Task objective: Can you reproduce, character for character, everything from the start of the items below down to and including the line containing "column 691, row 266"?

Material supplied:
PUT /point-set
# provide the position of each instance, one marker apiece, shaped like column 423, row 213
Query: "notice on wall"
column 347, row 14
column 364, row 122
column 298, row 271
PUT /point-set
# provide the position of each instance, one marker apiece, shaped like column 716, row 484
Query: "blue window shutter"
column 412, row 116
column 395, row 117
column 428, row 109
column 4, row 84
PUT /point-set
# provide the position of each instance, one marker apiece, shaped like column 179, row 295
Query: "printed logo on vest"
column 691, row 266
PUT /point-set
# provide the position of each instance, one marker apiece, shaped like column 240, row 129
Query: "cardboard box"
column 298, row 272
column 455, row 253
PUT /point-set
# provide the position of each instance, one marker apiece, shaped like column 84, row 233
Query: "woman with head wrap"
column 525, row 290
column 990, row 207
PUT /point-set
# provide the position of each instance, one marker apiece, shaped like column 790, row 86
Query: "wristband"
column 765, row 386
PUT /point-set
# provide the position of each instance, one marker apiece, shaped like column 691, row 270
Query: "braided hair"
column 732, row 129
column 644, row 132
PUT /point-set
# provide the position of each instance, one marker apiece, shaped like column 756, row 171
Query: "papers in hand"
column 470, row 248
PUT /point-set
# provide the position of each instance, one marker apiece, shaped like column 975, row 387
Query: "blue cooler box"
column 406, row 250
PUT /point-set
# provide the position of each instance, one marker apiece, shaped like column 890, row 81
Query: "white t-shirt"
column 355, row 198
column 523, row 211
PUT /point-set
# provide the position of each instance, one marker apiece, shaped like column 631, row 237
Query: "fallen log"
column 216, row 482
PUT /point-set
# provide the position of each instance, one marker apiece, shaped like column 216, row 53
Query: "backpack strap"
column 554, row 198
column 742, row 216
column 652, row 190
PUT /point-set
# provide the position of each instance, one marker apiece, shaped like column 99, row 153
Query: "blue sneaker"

Output below:
PUT /point-set
# provide the position of each instance, one marker apiece, shaped like column 423, row 213
Query: "notice on wall"
column 347, row 14
column 364, row 122
column 298, row 271
PUT /point-set
# provide the position of each instance, one marker apiece, shaped like column 716, row 484
Query: "blue window shutter"
column 412, row 116
column 395, row 117
column 428, row 109
column 4, row 84
PUT /point-set
# provide the position of each instance, one marker apiece, shaped like column 179, row 295
Query: "printed logo on vest"
column 691, row 266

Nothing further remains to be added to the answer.